Point-based annotation records
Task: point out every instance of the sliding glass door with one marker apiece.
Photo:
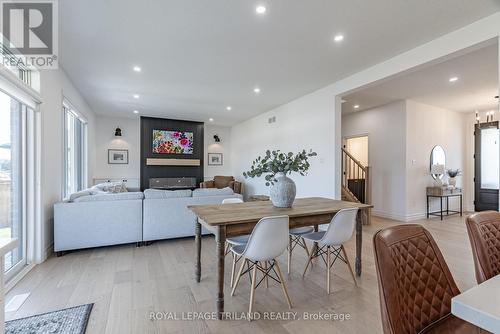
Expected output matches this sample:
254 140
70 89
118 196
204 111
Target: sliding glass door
12 178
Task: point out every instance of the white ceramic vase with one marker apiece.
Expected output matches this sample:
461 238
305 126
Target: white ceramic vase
283 191
452 181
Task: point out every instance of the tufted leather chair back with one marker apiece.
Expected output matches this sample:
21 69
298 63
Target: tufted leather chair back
415 284
484 235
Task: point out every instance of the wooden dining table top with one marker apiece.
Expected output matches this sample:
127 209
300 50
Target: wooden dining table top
237 213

REQUIREMENTS >> Express every line of the records above as a JSON list of strings, one string per line, skipping blank lines and leaving out the pictures.

THE RESPONSE >>
[
  "Task: point out every instance of the sliding glass door with one marker apiece.",
  "Photo:",
  "Expected output matches this sample:",
  "254 140",
  "70 89",
  "118 196",
  "204 111",
  "Target: sliding glass door",
  "12 178",
  "Task: point out every instance of the white ceramic vase with one marker apiece.",
  "Expected output matches this sample:",
  "461 238",
  "305 126",
  "Target: white ceramic vase",
  "283 191",
  "452 181",
  "Task: point out every instance of the tufted leather chair back with one marker apiece.",
  "Expected output matches this sample:",
  "21 69",
  "298 63",
  "Target: tufted leather chair back",
  "415 284",
  "484 235",
  "Task: point out every instance of the wooden dining table top with one marker apiece.",
  "Expected output matches this sample:",
  "127 209",
  "300 50",
  "Target: wooden dining table top",
  "237 213"
]